■ Dataset excerpt ■
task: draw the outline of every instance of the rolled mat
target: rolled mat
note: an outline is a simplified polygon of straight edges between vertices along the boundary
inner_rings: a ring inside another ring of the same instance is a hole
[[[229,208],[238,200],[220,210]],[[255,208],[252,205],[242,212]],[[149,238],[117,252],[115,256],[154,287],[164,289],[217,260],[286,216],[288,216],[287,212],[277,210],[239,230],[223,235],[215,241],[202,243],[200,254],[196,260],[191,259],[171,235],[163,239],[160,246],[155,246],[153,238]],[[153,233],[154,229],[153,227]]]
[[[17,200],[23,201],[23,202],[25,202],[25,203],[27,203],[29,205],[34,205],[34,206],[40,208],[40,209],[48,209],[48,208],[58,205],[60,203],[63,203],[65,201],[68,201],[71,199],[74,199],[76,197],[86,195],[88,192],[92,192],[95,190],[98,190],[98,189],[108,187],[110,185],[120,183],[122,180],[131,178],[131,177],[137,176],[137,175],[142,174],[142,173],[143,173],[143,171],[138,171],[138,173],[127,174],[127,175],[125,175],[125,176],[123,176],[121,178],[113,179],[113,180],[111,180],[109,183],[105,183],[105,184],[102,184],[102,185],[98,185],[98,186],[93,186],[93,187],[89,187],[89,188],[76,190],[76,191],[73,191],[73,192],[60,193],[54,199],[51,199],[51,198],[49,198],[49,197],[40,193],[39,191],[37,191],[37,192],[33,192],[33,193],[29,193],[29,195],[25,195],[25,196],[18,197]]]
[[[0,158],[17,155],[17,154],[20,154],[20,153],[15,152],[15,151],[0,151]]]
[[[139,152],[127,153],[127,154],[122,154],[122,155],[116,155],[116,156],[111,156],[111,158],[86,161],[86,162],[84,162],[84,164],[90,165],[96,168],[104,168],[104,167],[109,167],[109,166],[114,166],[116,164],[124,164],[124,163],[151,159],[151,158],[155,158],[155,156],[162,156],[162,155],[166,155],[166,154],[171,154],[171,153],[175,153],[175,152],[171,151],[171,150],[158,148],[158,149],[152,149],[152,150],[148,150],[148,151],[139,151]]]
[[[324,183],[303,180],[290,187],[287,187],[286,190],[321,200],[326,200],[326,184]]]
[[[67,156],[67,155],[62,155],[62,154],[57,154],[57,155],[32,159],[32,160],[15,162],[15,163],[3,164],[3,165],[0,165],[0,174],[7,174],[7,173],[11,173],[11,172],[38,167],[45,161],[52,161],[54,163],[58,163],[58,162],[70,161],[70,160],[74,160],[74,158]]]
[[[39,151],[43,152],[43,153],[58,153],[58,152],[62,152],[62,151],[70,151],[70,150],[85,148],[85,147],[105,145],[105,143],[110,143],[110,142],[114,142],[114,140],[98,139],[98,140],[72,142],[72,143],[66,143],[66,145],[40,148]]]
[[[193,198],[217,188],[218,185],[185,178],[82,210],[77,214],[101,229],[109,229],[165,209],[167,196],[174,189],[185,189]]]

■ OBJECTIVE ■
Reproduce every one of the records above, line for line, with no changes.

■ TASK RESPONSE ■
task: draw the outline of every instance of the rolled mat
target: rolled mat
note: an outline is a simplified polygon of straight edges between vertices along the boundary
inner_rings: a ring inside another ring of the same instance is a hole
[[[229,208],[238,200],[220,210]],[[255,208],[252,205],[242,212]],[[149,238],[117,252],[115,256],[154,287],[164,289],[217,260],[286,216],[288,216],[287,212],[277,210],[239,230],[223,235],[215,241],[202,243],[200,254],[196,260],[191,259],[171,235],[163,239],[160,246],[155,246],[153,238]],[[153,233],[154,229],[153,227]]]
[[[17,200],[23,201],[23,202],[25,202],[25,203],[27,203],[29,205],[34,205],[34,206],[40,208],[40,209],[48,209],[48,208],[58,205],[60,203],[63,203],[65,201],[68,201],[71,199],[74,199],[76,197],[86,195],[88,192],[92,192],[95,190],[98,190],[98,189],[108,187],[110,185],[120,183],[122,180],[131,178],[131,177],[137,176],[137,175],[142,174],[142,173],[143,173],[143,171],[138,171],[138,173],[127,174],[127,175],[125,175],[125,176],[123,176],[121,178],[113,179],[113,180],[111,180],[109,183],[105,183],[105,184],[102,184],[102,185],[98,185],[98,186],[93,186],[93,187],[89,187],[89,188],[76,190],[76,191],[73,191],[73,192],[60,193],[54,199],[51,199],[51,198],[49,198],[49,197],[40,193],[39,191],[37,191],[37,192],[33,192],[33,193],[29,193],[29,195],[25,195],[25,196],[18,197]]]
[[[0,158],[17,155],[17,154],[20,154],[20,153],[15,152],[15,151],[0,151]]]
[[[139,152],[127,153],[127,154],[122,154],[122,155],[116,155],[116,156],[111,156],[111,158],[86,161],[86,162],[84,162],[84,164],[90,165],[96,168],[104,168],[104,167],[109,167],[109,166],[114,166],[116,164],[124,164],[124,163],[151,159],[151,158],[155,158],[155,156],[162,156],[162,155],[166,155],[166,154],[171,154],[171,153],[175,153],[175,152],[171,151],[171,150],[158,148],[158,149],[152,149],[152,150],[148,150],[148,151],[139,151]]]
[[[324,183],[303,180],[290,187],[287,187],[286,190],[321,200],[326,200],[326,184]]]
[[[67,156],[67,155],[62,155],[62,154],[57,154],[57,155],[32,159],[32,160],[15,162],[15,163],[3,164],[3,165],[0,165],[0,174],[7,174],[7,173],[11,173],[11,172],[38,167],[45,161],[52,161],[54,163],[58,163],[58,162],[70,161],[70,160],[74,160],[74,158]]]
[[[39,151],[43,152],[43,153],[58,153],[58,152],[62,152],[62,151],[70,151],[70,150],[85,148],[85,147],[105,145],[105,143],[110,143],[110,142],[114,142],[114,140],[98,139],[98,140],[72,142],[72,143],[66,143],[66,145],[40,148]]]
[[[193,198],[217,188],[218,185],[185,178],[82,210],[77,214],[101,229],[109,229],[165,209],[167,196],[174,189],[185,189]]]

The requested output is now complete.